[begin Extracted entries]
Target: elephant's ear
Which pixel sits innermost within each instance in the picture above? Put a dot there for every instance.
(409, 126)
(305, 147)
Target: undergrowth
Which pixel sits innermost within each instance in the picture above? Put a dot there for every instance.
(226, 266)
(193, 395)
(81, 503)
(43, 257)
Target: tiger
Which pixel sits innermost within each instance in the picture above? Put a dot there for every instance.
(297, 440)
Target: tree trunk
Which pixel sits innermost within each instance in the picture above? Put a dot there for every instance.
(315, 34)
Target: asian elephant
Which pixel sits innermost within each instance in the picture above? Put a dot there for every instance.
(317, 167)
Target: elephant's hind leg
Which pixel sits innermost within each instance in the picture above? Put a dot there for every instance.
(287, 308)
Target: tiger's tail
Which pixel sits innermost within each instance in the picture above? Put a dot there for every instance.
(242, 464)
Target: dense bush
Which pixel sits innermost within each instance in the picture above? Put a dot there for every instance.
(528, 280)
[end Extracted entries]
[begin Extracted entries]
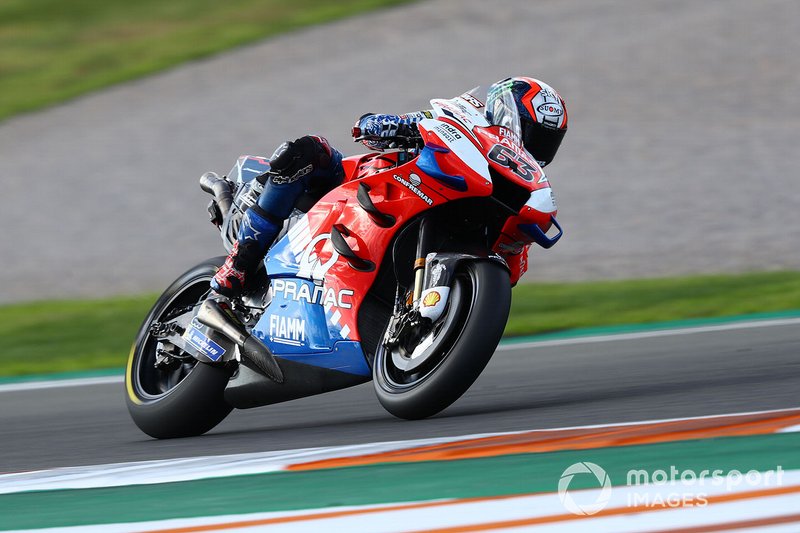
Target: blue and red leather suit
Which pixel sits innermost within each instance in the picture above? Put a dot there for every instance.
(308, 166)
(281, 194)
[end Extracted entries]
[begin Extracted entries]
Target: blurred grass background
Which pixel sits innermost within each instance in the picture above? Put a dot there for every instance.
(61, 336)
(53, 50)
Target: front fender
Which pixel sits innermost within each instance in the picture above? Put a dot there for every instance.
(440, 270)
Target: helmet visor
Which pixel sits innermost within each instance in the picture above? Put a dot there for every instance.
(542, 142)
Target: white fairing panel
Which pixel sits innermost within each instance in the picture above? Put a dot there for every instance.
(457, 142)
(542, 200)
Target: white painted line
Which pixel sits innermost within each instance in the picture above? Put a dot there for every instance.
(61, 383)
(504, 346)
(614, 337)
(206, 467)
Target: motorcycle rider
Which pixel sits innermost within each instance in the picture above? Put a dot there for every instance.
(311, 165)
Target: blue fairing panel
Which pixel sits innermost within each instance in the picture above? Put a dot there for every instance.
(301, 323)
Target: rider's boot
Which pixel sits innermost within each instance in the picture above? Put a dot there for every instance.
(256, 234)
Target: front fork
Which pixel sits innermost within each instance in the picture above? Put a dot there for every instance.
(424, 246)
[end Extracted entries]
### Task description
Please return each line above that contains the word "white", copying every such line in full.

### Result below
Target: white fairing panel
Target: white painted line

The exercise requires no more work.